> _Extracted text_:

──────

Hans Irvine Ebeling  (1 January 1905 – 12 January 1980) was an Australian cricketer and cricket administrator.

Family
Ebeling's father, Arthur John Claus Frederick Ebeling (1863-1910), was of German descent. His mother was Mary Grace Ebeling (1869-1948), née Mochett, Hans Irvine Ebeling was born in Avoca, Victoria on 1 January 1905.

He married Myra Aileen Conry on 5 October 1936.

Education
Ebeling was educated at Caulfield Grammar School from 1919 to 1922, where he played cricket in the school's First XI, football (in the ruck, and at centre half-forward) in its First XVIII, and as a miler in its athletic team.

He dead-heated (with J. Manning of Camberwelll Grammar) for first place in the open mile race at the combined Associated Grammar School Sports meeting on 4 November 1921. In one match, against Camberwell Grammar in June 1922, he kicked 13 goals.

The association of parents who support school cricket at Caulfield Grammar is named after him. He is the only Caulfield Grammarian to have played Test cricket.

Cricket
He captained Victoria to two Sheffield Shield championships in four years (1934 and 1938), captained the Melbourne Cricket Club (MCC) to four premierships, and played in his sole Test match against England in 1934.

──────

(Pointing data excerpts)
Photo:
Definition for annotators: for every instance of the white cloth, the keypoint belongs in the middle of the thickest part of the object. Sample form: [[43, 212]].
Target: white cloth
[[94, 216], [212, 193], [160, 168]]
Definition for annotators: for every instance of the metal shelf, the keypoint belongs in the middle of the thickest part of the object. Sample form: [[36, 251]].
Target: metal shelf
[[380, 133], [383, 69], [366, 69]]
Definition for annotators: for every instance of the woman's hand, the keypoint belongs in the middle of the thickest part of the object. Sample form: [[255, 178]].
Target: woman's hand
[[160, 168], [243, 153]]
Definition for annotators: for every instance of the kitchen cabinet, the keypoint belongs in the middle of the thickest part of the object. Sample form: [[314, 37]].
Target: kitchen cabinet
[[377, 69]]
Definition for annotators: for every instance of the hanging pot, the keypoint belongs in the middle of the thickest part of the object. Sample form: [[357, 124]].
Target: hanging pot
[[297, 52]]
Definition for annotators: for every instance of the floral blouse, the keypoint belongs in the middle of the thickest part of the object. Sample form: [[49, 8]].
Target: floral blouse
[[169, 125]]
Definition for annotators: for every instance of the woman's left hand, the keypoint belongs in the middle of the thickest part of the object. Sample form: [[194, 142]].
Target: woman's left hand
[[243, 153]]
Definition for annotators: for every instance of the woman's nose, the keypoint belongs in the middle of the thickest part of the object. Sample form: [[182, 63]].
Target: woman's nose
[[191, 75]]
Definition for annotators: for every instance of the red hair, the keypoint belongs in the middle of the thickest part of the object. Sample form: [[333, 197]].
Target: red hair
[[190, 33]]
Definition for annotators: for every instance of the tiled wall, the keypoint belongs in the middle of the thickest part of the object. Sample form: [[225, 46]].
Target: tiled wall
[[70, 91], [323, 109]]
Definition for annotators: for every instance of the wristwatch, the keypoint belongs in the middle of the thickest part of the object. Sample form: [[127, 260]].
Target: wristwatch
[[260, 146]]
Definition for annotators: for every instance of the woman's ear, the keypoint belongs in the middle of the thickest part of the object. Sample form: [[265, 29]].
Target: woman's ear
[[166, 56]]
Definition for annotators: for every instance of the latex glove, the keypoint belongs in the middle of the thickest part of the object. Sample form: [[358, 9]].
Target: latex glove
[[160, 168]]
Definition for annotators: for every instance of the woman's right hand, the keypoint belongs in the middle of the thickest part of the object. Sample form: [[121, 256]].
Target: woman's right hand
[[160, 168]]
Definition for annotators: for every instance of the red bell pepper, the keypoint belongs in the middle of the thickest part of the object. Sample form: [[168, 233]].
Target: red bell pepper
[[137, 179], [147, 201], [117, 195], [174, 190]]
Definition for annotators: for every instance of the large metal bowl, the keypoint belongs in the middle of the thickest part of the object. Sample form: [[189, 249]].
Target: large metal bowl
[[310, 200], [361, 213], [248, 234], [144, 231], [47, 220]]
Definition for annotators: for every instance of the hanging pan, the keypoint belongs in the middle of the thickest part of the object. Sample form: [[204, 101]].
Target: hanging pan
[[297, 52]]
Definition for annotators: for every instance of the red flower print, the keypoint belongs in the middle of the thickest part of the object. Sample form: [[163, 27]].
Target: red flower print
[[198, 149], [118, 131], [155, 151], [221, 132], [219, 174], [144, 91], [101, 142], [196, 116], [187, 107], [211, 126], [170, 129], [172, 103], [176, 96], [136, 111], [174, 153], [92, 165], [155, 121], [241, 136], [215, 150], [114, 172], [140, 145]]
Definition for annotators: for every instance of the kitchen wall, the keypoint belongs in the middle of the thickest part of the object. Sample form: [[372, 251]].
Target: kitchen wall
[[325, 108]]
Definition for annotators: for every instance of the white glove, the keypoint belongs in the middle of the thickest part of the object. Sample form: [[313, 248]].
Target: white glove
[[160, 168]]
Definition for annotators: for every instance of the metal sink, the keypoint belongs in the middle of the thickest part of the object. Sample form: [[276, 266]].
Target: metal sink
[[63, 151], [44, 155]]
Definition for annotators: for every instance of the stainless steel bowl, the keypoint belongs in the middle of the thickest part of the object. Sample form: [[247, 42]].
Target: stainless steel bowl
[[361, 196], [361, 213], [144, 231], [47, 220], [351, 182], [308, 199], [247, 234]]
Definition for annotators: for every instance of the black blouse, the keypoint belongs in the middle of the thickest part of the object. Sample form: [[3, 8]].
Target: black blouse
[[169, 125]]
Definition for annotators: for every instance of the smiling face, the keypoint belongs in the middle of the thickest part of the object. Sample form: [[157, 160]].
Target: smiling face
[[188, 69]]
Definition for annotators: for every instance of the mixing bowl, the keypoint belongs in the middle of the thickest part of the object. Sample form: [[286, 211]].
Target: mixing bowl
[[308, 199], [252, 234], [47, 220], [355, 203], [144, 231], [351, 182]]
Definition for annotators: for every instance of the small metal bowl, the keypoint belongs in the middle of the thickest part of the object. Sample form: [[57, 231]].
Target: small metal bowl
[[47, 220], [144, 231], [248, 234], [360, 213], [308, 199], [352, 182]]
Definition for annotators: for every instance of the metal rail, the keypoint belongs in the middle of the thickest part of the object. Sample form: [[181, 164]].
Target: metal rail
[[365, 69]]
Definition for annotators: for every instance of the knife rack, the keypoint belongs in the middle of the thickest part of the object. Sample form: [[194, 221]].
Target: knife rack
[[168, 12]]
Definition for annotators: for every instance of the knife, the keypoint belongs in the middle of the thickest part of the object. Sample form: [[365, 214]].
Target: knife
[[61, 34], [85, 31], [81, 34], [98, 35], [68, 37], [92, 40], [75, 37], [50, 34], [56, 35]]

──────

> _Problem statement_:
Using the text on Hans Irvine Ebeling, answer:
(a) In what town was he born?
(b) Whom did he marry, and on what date?
(c) Against which side did he play his only Test match, and in what year?
These records were taken from a separate source.

> _Full solution_:
(a) Avoca, Victoria
(b) Myra Aileen Conry, on 5 October 1936
(c) England, in 1934